**TASK DESCRIPTION**. Set each line of the records down again exactly, please.

►

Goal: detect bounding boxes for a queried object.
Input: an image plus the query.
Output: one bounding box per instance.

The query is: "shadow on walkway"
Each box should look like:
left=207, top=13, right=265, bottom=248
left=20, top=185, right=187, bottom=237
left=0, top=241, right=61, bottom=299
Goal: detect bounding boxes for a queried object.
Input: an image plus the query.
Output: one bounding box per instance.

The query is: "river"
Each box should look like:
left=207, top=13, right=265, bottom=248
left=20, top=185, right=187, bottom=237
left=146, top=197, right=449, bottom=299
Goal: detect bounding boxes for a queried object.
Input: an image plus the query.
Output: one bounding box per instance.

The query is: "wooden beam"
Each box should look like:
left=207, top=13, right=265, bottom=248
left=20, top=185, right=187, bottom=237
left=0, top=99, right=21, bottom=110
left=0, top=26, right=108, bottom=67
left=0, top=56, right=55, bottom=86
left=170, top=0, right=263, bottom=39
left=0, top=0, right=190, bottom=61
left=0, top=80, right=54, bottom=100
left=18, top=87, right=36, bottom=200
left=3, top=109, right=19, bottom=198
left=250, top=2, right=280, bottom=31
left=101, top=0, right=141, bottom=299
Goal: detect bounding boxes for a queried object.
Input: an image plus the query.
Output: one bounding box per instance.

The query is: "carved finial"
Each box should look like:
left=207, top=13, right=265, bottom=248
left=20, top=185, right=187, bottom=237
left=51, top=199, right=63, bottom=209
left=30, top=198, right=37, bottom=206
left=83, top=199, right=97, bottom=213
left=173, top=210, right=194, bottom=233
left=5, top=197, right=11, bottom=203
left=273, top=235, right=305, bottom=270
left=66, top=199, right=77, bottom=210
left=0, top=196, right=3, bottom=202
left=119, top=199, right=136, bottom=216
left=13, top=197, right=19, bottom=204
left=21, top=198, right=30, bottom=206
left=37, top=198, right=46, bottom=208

◄

**YOUR RESPONSE**.
Goal: detect bounding boxes for a queried object.
Input: an image plus the query.
Output: one bounding box per instance.

The query is: "shadow on walkway"
Each box should look like:
left=207, top=13, right=265, bottom=248
left=20, top=185, right=187, bottom=237
left=0, top=241, right=61, bottom=299
Goal: detect bounding boxes for a queried object.
Input: an image plus the query.
Output: one bounding box per instance.

The query is: "river"
Each box should look like:
left=207, top=13, right=265, bottom=248
left=20, top=185, right=187, bottom=237
left=146, top=197, right=449, bottom=299
Goal: detect bounding boxes for a queried object.
Input: an image plus the query.
Output: one bounding box per instance.

The query is: "wooden beam"
Each box should look like:
left=207, top=13, right=265, bottom=248
left=20, top=185, right=187, bottom=237
left=0, top=99, right=21, bottom=110
left=0, top=26, right=108, bottom=67
left=0, top=56, right=55, bottom=86
left=170, top=0, right=263, bottom=39
left=0, top=0, right=190, bottom=61
left=0, top=80, right=54, bottom=100
left=18, top=87, right=36, bottom=200
left=3, top=109, right=19, bottom=198
left=250, top=2, right=280, bottom=31
left=101, top=0, right=141, bottom=299
Goal: detect bounding boxes for a queried object.
Input: an image plus the query.
Output: one bounding box per instance.

The query is: "carved finial"
Each box should look like:
left=207, top=13, right=265, bottom=248
left=20, top=185, right=187, bottom=237
left=51, top=199, right=63, bottom=209
left=30, top=198, right=37, bottom=206
left=83, top=199, right=97, bottom=213
left=173, top=210, right=194, bottom=233
left=5, top=197, right=11, bottom=203
left=273, top=235, right=305, bottom=270
left=66, top=199, right=77, bottom=210
left=0, top=196, right=3, bottom=202
left=119, top=199, right=136, bottom=216
left=13, top=197, right=19, bottom=204
left=21, top=198, right=30, bottom=206
left=37, top=198, right=46, bottom=208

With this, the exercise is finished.